**EXERCISE MATERIAL**

++++++++

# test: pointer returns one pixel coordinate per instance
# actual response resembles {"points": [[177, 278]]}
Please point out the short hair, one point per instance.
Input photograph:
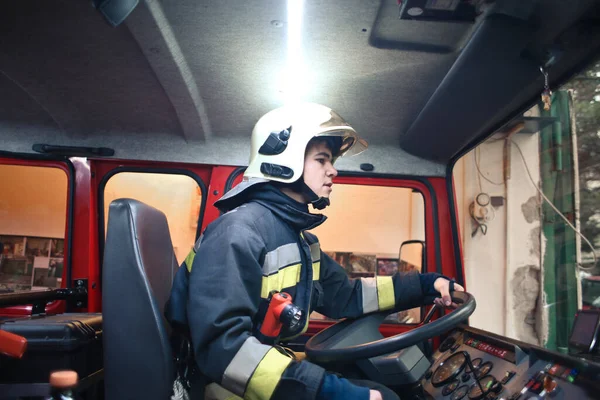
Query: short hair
{"points": [[333, 143]]}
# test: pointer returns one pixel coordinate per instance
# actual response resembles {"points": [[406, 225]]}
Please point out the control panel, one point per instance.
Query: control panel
{"points": [[472, 365]]}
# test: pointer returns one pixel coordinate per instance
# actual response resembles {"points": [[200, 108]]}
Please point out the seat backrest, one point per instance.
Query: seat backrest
{"points": [[137, 274]]}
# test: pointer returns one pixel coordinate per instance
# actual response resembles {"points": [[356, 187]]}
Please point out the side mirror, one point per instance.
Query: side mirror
{"points": [[412, 256]]}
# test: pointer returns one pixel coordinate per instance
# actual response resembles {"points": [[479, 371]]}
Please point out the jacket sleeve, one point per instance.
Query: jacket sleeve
{"points": [[350, 298], [224, 295]]}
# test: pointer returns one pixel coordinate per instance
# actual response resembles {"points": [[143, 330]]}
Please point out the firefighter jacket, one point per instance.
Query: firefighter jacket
{"points": [[260, 244]]}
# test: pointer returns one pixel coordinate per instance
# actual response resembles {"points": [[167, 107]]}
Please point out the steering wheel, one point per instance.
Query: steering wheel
{"points": [[358, 339]]}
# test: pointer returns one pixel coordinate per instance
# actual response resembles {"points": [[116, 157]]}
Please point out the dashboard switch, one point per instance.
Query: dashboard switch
{"points": [[508, 375]]}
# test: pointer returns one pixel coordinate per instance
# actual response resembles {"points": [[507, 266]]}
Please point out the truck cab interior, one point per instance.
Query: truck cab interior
{"points": [[123, 121]]}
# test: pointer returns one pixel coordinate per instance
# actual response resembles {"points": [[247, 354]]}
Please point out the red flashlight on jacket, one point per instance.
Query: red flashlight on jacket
{"points": [[281, 312]]}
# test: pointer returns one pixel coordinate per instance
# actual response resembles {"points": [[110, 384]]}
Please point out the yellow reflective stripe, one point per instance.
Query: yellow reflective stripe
{"points": [[267, 375], [286, 277], [385, 292], [189, 260], [316, 270]]}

++++++++

**WRITTEN REQUEST**
Copy out all of the material exactly as written, without its pictures.

**TASK ANSWER**
# test: pointer returns one pixel coordinate per instance
# actual response resembles {"points": [[177, 278]]}
Please point out the short hair, one point per instance.
Input photograph:
Query: short hair
{"points": [[333, 143]]}
# test: pointer returns one pixel coordinate per instance
# actual response resembles {"points": [[406, 225]]}
Please point out the control panel, one point per instance.
Query: control panel
{"points": [[472, 365]]}
# test: pointer returns one pixel coordinate per instance
# actual response resembles {"points": [[200, 108]]}
Please point out the seat backrest, one point per instance.
Query: seat backrest
{"points": [[137, 274]]}
# test: pointer returns one pixel coordinate per instance
# actual response resembles {"points": [[356, 187]]}
Please point out the side mirror, one point per instance.
Query: side mirror
{"points": [[412, 256]]}
# test: pointer returns one pixel coordinate per instance
# actual response resembles {"points": [[479, 371]]}
Please point out the jacket sleeve, one point per instance.
Query: jacket sleeve
{"points": [[350, 298], [224, 295]]}
# test: pointer returns one pixel coordinate per instance
# actual response resembles {"points": [[143, 330]]}
Please point out the firefighter jacket, one point per instance.
Query: firefighter jacket
{"points": [[260, 244]]}
# test: pointer returns one pixel coordinate per instance
# actual response resembles {"points": [[167, 107]]}
Please point out the steering wheel, one point per instance.
Query: steering wheel
{"points": [[358, 339]]}
# test: pointer returns one pixel coordinate per instance
# actual response resembles {"points": [[116, 157]]}
Please point out the dashboard switch, one point per instance.
Query: dashboard switch
{"points": [[508, 375]]}
# test: pointer returns one pixel coordinate per instance
# actual response resembles {"points": [[507, 266]]}
Please point out the truck cab interior, one point per instance.
Query: truck cab interior
{"points": [[123, 121]]}
# test: pointer returns one pixel coordinate per instance
# actual response resembles {"points": [[247, 354]]}
Please point out the red flashlight on jacket, one point per instance.
Query: red flashlight on jacket
{"points": [[281, 312]]}
# test: pointer returns one pixel coordinate per instance
# actual response resembles {"points": [[110, 384]]}
Please point out the yellow reflective stripe, one point per instance.
Query: yellow reflective stripe
{"points": [[267, 375], [286, 277], [385, 292], [189, 260], [316, 270]]}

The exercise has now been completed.